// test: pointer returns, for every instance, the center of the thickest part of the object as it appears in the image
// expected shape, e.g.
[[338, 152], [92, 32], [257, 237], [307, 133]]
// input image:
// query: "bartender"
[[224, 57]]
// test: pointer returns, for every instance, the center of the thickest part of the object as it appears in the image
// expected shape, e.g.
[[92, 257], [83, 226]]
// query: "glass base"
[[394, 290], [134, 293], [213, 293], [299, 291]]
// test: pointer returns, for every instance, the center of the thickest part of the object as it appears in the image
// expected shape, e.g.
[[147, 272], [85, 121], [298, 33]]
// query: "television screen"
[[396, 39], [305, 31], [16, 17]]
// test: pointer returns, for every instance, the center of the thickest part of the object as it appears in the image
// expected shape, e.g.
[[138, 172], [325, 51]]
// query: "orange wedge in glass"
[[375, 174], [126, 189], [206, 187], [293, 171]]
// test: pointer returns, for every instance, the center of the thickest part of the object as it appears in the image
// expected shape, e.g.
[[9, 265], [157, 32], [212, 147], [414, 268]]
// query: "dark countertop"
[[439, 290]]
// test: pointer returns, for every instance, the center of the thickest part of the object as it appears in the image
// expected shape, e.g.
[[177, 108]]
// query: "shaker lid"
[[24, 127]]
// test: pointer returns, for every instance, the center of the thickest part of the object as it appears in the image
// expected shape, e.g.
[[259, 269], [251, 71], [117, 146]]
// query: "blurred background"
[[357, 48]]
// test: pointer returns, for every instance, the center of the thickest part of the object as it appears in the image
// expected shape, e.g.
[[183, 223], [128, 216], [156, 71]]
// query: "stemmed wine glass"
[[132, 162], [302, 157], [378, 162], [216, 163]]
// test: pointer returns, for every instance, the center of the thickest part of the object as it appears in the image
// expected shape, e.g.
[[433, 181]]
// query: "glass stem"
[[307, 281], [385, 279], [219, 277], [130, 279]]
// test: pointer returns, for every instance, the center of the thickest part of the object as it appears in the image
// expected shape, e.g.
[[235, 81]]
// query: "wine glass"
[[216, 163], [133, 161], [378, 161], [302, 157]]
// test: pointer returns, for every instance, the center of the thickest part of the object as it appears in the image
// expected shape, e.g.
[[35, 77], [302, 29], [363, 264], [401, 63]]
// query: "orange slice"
* * *
(REQUEST): Each line of the material should be duplicated exactly, please.

(ANSWER BELOW):
// test: pointer returns, for every instance, the center of the thickest part of the object as it appears in the image
// expected shape, e.g.
[[338, 152], [92, 32], [257, 237], [307, 133]]
// input image:
// query: "bartender"
[[224, 57]]
// test: pointer returns, for every instance, the center of the thickest part of the object as it appears in the image
// expected shape, e.g.
[[92, 257], [83, 226]]
// query: "glass base"
[[394, 290], [134, 293], [213, 293], [299, 291]]
// test: pointer returns, for every instance, the center of the thickest part of the object as it appears in the image
// expected shape, e.g.
[[147, 272], [85, 121], [298, 33]]
// query: "television screen"
[[396, 39], [305, 31], [16, 17]]
// test: pointer returns, for every instance, the center of the thickest part of the object as it appears in the image
// expected shape, e.g.
[[138, 172], [325, 51]]
// query: "orange wedge in glass"
[[375, 174], [126, 189], [206, 187], [293, 171]]
// test: pointer returns, for every instance, the center of the thickest part of the object as it appears in the image
// expected shape, e.g.
[[9, 265], [157, 32], [212, 147], [414, 268]]
// query: "dark countertop"
[[439, 290]]
// test: pointer returns, for every instance, the center of the thickest part of the object as it appears in the image
// expected shape, e.g.
[[177, 108]]
// query: "shaker lid"
[[24, 127]]
// test: pointer returns, for every instance, the center of the thickest part of the object as it appears in the image
// expected shape, e.g.
[[259, 269], [251, 71], [117, 146]]
// query: "blurred background"
[[357, 48]]
// test: pointer returns, for every instance, the center of the thickest part of the object as it appears in the image
// expected shape, e.g.
[[183, 223], [128, 216], [156, 71]]
// query: "stemmed wine glass"
[[132, 162], [302, 157], [378, 162], [216, 163]]
// test: pointer returns, for every instance, the center of the thickest part of the object as it appears in the image
// expected shape, e.g.
[[433, 181]]
// query: "glass stem"
[[307, 281], [385, 279], [219, 277], [130, 279]]
// test: pointer returns, for every instance, the center of the thickest part of the object as it appears in the image
// expected shape, e.g.
[[235, 81]]
// query: "wine glass"
[[216, 163], [133, 161], [378, 161], [302, 157]]
// test: pointer returns, for every instance, the center of the thickest part of the object as it appears in the image
// expected shape, e.g.
[[35, 77], [302, 29], [363, 264], [401, 63]]
// query: "orange slice"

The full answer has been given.